### Text excerpt
━━━━
Skip to content

Scraper: OSM requests sometimes fails with Gateway Timeout #35

@aardjon

Description

@aardjon

Sometimes an Overpass request fails with the following output (from version 0.2.0):

[2026-03-13 19:38:27,107][INFO][trad.kernel.usecases] Executing filter 'OpenStreetMap' (stage 0)
[2026-03-13 19:38:27,108][DEBUG][trad.application.filters.source.osm] 'OpenStreetMap' filter started
[2026-03-13 19:38:27,108][DEBUG][trad.application.filters.source.osm] Retrieving ID for area 'Sächsische Schweiz' from Nominatim
[2026-03-13 19:38:27,351][DEBUG][trad.application.filters.source.osm] Querying elements within area ID 202443898 from Overpass, using filter {<_OsmObjectTypes.node: 'node'>: {'natural': 'peak', 'sport': 'climbing', 'climbing:trad': 'yes'}, <_OsmObjectTypes.relation: 'relation'>: {'type': 'site', 'climbing': 'crag', 'sport': 'climbing', 'climbing:trad': 'yes'}}
[2026-03-13 19:38:35,455][DEBUG][trad.application.filters.source.osm] Retrieved 1139 OSM elements
[2026-03-13 19:38:35,457][DEBUG][trad.application.filters.source.osm] Querying 135 IDs from Overpass, using filter {'natural': 'peak'}
Traceback (most recent call last):
  File "/home/aardjon/src/trad/scraper/src/trad/application/filters/source/osm.py", line 478, in retrieve_nodes_by_ids
    json_data = self._http_boundary.retrieve_json_resource(
        url=self._OVERPASS_API_ENDPOINT,
        url_params={},
        query_content=f"data={query}",
    )
━━━━
### Materials provided

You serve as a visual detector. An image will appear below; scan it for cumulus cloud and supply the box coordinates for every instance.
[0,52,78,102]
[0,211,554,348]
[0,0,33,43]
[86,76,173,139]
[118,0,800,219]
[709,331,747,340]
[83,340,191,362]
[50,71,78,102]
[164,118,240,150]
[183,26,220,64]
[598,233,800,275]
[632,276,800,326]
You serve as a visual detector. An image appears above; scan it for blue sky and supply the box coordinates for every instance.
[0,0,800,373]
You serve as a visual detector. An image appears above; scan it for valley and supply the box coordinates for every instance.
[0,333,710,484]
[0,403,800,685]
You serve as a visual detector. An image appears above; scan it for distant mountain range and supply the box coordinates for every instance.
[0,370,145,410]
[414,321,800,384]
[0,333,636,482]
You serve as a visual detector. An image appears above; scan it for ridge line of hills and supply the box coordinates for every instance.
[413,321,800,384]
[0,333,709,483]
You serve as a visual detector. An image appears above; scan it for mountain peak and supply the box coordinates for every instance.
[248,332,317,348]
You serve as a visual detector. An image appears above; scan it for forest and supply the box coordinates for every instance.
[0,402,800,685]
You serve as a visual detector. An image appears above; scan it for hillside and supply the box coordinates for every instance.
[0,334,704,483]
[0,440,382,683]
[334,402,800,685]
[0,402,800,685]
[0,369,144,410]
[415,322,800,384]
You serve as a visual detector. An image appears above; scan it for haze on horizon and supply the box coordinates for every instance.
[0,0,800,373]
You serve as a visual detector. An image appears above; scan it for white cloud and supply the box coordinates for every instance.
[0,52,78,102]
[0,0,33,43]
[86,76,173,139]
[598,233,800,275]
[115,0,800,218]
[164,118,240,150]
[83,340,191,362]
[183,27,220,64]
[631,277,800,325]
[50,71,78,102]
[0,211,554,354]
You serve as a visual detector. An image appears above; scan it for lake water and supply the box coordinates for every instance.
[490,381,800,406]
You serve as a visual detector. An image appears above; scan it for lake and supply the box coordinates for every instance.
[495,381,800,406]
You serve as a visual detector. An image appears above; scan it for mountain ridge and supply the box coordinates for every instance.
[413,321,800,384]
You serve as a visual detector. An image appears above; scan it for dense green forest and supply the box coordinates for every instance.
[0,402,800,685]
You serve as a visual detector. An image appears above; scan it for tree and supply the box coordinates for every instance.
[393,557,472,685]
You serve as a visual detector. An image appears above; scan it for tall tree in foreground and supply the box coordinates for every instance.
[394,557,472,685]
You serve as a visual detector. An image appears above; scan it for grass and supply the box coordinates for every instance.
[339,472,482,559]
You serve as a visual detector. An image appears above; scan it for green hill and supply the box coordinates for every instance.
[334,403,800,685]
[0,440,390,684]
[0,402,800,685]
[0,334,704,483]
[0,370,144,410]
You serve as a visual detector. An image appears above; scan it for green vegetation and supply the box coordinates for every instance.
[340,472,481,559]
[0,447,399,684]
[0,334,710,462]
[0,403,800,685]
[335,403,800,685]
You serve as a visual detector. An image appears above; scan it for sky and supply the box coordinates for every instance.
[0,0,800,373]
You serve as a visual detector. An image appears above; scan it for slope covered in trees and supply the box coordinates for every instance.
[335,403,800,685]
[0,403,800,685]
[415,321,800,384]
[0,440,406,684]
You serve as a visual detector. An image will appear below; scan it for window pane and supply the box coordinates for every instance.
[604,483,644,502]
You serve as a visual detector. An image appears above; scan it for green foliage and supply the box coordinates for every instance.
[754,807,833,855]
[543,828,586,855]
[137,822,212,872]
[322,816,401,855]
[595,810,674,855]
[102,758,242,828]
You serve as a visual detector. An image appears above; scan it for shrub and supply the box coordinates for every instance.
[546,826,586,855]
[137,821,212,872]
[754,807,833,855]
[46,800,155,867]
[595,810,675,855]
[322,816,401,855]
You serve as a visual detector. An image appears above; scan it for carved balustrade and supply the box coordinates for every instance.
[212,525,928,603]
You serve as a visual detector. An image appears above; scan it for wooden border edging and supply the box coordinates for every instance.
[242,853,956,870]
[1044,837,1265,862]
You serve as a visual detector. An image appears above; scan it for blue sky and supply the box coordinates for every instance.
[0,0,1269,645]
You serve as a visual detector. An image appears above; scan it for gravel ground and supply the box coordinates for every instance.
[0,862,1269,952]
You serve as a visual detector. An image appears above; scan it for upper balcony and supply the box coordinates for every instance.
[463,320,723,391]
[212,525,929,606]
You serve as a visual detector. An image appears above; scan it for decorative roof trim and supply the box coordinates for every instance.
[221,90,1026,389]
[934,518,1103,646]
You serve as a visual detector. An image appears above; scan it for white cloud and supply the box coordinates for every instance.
━━━━
### Work instructions
1) In the Gateway Timeout issue, how many OSM elements does the log say were retrieved?
2) Reproduce the rows between the row holding "for mountain ridge" and the row holding "[212,525,928,603]", inclusive.
The rows and the text were taken from unrelated sources.

### Responses by task
1) 1139

2)
You serve as a visual detector. An image appears above; scan it for mountain ridge and supply the box coordinates for every instance.
[413,321,800,384]
You serve as a visual detector. An image appears above; scan it for dense green forest and supply the box coordinates for every instance.
[0,402,800,685]
You serve as a visual detector. An image appears above; scan it for tree and supply the box coordinates for every instance.
[393,557,472,685]
You serve as a visual detector. An image appears above; scan it for tall tree in foreground and supply the box coordinates for every instance.
[394,557,472,685]
You serve as a visual detector. An image appears above; scan it for grass and supply the box coordinates for every instance.
[339,472,482,559]
You serve as a visual detector. An image appears above; scan it for green hill and supply the box coordinates for every instance.
[334,403,800,685]
[0,440,390,684]
[0,402,800,685]
[0,334,704,483]
[0,370,144,410]
You serve as a visual detector. An image appears above; scan it for green vegetation and supply the box coordinates for every instance.
[340,472,481,559]
[0,447,399,684]
[0,334,710,462]
[0,403,800,685]
[335,403,800,685]
You serve as a visual detector. An image appears above; scan it for sky and supply the box coordinates for every instance.
[0,0,800,373]
You serve as a visual detector. An image appears above; scan it for slope covered in trees and supply the box coordinates for every instance.
[335,403,800,685]
[0,403,800,685]
[415,321,800,384]
[0,440,406,684]
You serve as a visual detector. An image will appear below; scan it for window pane and supply the box coordinates for every instance.
[604,483,644,502]
You serve as a visual detector. An image appears above; scan it for green foliage and supply the box coordinates for every instance.
[754,807,833,855]
[543,828,586,855]
[137,822,212,872]
[322,816,401,855]
[595,810,674,855]
[102,758,242,828]
You serve as a visual detector. An image appears above; scan it for shrub and supply the box coordinates for every instance.
[546,826,586,855]
[137,821,212,872]
[754,807,833,855]
[46,800,155,867]
[595,810,675,855]
[322,816,401,855]
You serve as a visual detector. An image appears above; scan it for carved balustrade and supply the box coordinates for every instance.
[212,525,928,603]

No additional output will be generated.